**** The input ****

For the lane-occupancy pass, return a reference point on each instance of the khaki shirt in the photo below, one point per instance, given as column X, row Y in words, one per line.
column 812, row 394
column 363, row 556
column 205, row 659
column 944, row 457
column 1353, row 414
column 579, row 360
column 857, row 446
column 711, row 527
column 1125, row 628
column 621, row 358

****
**** The input ****

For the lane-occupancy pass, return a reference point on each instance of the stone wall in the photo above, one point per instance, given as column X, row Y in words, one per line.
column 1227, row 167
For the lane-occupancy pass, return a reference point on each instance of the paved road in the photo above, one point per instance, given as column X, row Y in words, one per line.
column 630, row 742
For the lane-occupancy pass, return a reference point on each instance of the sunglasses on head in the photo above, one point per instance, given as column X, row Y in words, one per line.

****
**** The input ****

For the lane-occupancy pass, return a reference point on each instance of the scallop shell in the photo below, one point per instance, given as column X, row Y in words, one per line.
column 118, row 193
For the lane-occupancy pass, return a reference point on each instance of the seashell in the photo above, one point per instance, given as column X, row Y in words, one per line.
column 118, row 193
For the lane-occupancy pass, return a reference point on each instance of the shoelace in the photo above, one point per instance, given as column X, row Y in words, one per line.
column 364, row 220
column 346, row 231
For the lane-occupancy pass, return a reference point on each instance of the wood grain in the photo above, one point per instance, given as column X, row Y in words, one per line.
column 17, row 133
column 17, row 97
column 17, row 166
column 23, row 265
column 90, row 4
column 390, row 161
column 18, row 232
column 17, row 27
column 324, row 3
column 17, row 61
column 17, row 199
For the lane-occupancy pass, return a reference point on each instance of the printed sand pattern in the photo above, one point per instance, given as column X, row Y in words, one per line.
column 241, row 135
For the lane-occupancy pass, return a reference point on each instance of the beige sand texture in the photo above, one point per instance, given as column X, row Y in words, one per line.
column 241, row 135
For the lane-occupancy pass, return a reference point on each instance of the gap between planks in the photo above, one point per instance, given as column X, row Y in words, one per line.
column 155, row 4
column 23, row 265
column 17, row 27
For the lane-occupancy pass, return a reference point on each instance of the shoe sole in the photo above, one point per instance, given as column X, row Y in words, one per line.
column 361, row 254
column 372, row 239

****

### Problem description
Using the entries shown above, reproduce verbatim the lines from the line bearing "of the paved" to the line bearing "of the sunglasses", inclusive.

### Reply to the exercise
For the lane-occupancy pass, return a reference point on each instance of the paved road in the photo above, one point per instance, given as column X, row Y in words, one per line.
column 630, row 742
For the lane-occupancy pass, return a reference point on each instance of the sunglasses on head in the photo above, one point per instance, given as column X, row Y in words, one per line.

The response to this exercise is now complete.